ACTIVITY
Nothing but the lines from the one containing "Tag every instance of the shallow" through the end of the entries below should be set down, each exactly as written.

Dataset entries
::::::
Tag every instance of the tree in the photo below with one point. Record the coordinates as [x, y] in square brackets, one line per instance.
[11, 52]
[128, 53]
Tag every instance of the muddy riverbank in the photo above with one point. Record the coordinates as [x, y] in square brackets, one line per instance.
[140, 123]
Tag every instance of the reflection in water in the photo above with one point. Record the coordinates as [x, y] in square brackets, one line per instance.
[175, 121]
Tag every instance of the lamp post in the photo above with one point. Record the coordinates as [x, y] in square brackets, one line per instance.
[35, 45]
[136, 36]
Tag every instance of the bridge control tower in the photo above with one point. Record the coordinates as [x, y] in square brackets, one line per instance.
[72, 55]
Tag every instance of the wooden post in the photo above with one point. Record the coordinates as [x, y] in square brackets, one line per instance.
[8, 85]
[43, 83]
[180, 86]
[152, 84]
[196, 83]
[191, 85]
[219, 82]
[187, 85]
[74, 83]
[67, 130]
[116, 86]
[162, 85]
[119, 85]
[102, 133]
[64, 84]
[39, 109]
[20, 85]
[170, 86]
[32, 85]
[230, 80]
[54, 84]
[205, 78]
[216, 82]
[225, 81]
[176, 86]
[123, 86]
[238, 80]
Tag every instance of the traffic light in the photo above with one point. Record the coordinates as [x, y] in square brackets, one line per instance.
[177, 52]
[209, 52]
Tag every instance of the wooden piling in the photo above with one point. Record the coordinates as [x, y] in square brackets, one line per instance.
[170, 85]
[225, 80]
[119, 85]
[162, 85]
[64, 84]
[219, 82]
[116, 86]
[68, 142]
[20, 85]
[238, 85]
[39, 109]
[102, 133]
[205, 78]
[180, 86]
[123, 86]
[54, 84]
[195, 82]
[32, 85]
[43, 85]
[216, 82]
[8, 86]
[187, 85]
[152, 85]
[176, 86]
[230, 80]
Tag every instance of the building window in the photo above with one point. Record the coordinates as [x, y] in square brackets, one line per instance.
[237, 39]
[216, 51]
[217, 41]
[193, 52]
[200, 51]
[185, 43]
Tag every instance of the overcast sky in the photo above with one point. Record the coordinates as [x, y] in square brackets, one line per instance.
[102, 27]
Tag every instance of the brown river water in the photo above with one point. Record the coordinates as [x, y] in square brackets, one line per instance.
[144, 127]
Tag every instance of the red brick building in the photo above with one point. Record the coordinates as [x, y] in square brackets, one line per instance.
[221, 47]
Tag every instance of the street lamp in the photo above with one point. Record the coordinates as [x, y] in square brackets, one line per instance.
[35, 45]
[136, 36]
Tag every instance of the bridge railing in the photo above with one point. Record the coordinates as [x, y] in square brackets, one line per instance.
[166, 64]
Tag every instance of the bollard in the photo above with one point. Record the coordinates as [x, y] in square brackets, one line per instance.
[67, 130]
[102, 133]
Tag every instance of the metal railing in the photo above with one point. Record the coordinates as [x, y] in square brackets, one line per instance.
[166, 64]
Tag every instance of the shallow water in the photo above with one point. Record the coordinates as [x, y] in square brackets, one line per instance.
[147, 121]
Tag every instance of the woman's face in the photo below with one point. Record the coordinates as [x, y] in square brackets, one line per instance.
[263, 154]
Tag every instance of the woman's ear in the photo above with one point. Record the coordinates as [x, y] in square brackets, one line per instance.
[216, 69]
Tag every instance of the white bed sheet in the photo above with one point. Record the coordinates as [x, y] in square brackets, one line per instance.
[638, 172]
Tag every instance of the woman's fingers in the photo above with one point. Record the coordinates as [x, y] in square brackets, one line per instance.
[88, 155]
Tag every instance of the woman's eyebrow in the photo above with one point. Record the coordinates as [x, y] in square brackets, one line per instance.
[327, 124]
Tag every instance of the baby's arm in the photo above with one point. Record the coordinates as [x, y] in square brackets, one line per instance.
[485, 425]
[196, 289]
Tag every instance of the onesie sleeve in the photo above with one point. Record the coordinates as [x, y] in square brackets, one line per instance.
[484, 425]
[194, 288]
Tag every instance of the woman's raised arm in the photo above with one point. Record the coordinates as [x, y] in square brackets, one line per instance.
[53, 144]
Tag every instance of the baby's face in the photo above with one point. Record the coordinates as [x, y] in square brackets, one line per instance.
::::::
OUTPUT OF THE EXERCISE
Tag every instance of the shallow water in the photo above with one point. Record the coordinates as [x, y] in square brackets, one line per instance.
[147, 121]
Tag every instance of the woman's face in the photo below with one point. Record the coordinates as [x, y] in square brackets, one line per instance.
[263, 154]
Tag every instance of the woman's ear in the photo above with one point. Record the coordinates as [x, y] in square brackets, one line per instance.
[216, 69]
Tag every instance of the white bed sheet in the photo above with one point. Record the coordinates as [x, y] in square brackets, one line per instance.
[638, 172]
Tag every instance of the woman's fingers in the photo above with one point. Record the coordinates as [x, y] in square brackets, one line per instance.
[88, 155]
Tag every instance of the woman's eyebrow in the photo above with one point. Record the coordinates as [x, y] in square brackets, one line per instance.
[327, 124]
Tag every instance of the baby's arm in the photo above with one point. Record the coordinates as [x, y] in square brackets, one line per instance.
[485, 425]
[196, 289]
Tag every instance of the onesie sleeve in the photo above with one point. Record the coordinates as [x, y] in square brackets, one line per instance.
[484, 425]
[194, 288]
Tag every instance of the woman's raised arm in the photo above with one point. Record the coordinates as [x, y] in square brackets, one line per instance.
[53, 144]
Tag every instance of the baby's face in the photo above with one point. Record the coordinates as [x, y] in square brackets, one line per instance.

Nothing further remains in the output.